===== Приведённый отрывок

Здесь мы воспроизводим во всех существенных чертах то, что в первом издании этой книги было помещено в качестве своего рода "предисловия". Поскольку оно скорее передаёт общее настроение мыслей, исходя из которого я двадцать пять лет назад написал эту книгу, чем имеет непосредственное отношение к её содержанию, то я помещаю его теперь в "приложении". Совершенно выпустить его я не хотел бы, т.к. всё вновь всплывает мнение, будто бы из-за моих позднейших духовнонаучных сочинений мне приходится отказываться от чего-либо имеющегося в более ранних. [ Совершенно опущены в этих рассуждениях лишь самые первые вступительные фразы (первого издания), которые кажутся мне сейчас совершенно несущественными. Сказанное же дальше мне и сейчас представляется необходимым сказать, несмотря на естественнонаучный образ мыслей наших современников, и даже как раз по причине его.]

Наша эпоха склонна черпать истину только из глубины человеческого существа. Из известных двух путей Шиллера:

Истину ищем мы оба: ты в жизни ищешь, вовне,

Я же - в сердце, и так каждый находит её.

Если глаз твой здоров, то вовне Творца он встречает,

Если же сердце, - внутри мир отражает оно, -

в настоящее время, скорее, подошёл бы второй. Истина, приходящая к нам извне, всегда несёт на себе печать сомнительности. Только тому, что каждому из нас является внутри его самого как истина, согласны мы верить.

Только истина может доставить нам уверенность в развитии наших индивидуальных сил. Если человека мучают сомнения, то силы его парализованы. В мире, который для него загадочен, он не может найти цели для своего творчества.

Мы больше не хотим только верить; мы хотим знать. Вера требует признания истин, которые мы не можем видеть насквозь. А чего мы не можем видеть насквозь, то противится индивидуальному, которое хочет всё переживать своим собственным глубочайшим внутренним. Только то знание удовлетворяет нас, которое не подчиняется никакой внешней норме, но происходит из внутренней жизни личности.

==========

- **Задания**:
**1.** Воспроизведите без изменений часть отрывка, начиная со слов «в настоящее время, скорее, подошёл» и продолжая до слов «согласны мы верить.» включительно.
**2.** Чего, согласно отрывку, требует вера?
Следующие далее записи никак не связаны с отрывком.

===== Перечень записей

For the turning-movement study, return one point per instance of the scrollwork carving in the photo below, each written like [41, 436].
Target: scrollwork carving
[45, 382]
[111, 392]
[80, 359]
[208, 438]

==========

- **Ответы к упражнению**:
**1.**
в настоящее время, скорее, подошёл бы второй. Истина, приходящая к нам извне, всегда несёт на себе печать сомнительности. Только тому, что каждому из нас является внутри его самого как истина, согласны мы верить.

**2.** Признания истин, которые мы не можем видеть насквозь.